“Meus”? 1766

Ainda recentemente, durante uma conversa com colegas, alguém usou a expressão: “os meus pacientes”. É algo que já todos ouvimos e que, talvez, muitos de nós também já dissemos. “Aos meus pacientes, recomendo …”. “Os meus atletas fazem …”. Mas embora seja uma expressão usual e aparentemente inócua, vale a pena refletir sobre o significado inerente a estas palavras, em particular no que diz respeito à forma como se aplicam na descrição da prática clínica.

_ _ _ _

Trabalho a realizar:
(1) Reproduza, do texto sobre a expressão “os meus pacientes”, tudo o que vai de "Ainda recentemente, durante" até "da prática clínica.".
(2) Apesar de o texto sobre a expressão “os meus pacientes” a considerar usual e aparentemente inócua, que sugere fazer com ela? Responda em uma a três frases.

Dados extraídos de uma coleção:
_ _ _ _

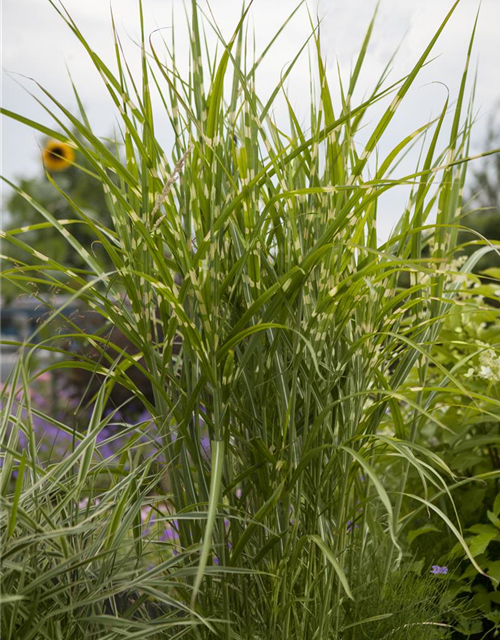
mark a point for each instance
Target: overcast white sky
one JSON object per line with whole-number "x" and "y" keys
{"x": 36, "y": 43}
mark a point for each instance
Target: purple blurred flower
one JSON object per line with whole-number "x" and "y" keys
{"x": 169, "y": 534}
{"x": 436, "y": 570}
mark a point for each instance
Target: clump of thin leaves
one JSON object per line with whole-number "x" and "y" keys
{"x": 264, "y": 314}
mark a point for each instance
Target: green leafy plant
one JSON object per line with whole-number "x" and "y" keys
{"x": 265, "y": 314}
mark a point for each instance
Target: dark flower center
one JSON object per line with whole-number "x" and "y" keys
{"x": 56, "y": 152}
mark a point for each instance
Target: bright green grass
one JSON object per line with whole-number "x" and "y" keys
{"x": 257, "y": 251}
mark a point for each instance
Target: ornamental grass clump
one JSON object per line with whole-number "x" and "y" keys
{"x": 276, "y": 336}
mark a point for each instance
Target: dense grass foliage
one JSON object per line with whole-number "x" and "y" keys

_ _ _ _

Respostas por item:
(1)
Ainda recentemente, durante uma conversa com colegas, alguém usou a expressão: “os meus pacientes”. É algo que já todos ouvimos e que, talvez, muitos de nós também já dissemos. “Aos meus pacientes, recomendo …”. “Os meus atletas fazem …”. Mas embora seja uma expressão usual e aparentemente inócua, vale a pena refletir sobre o significado inerente a estas palavras, em particular no que diz respeito à forma como se aplicam na descrição da prática clínica.

(2) Sugere que vale a pena refletir sobre o significado inerente a essas palavras. Deve fazê-lo sobretudo quanto à forma como se aplicam na descrição da prática clínica.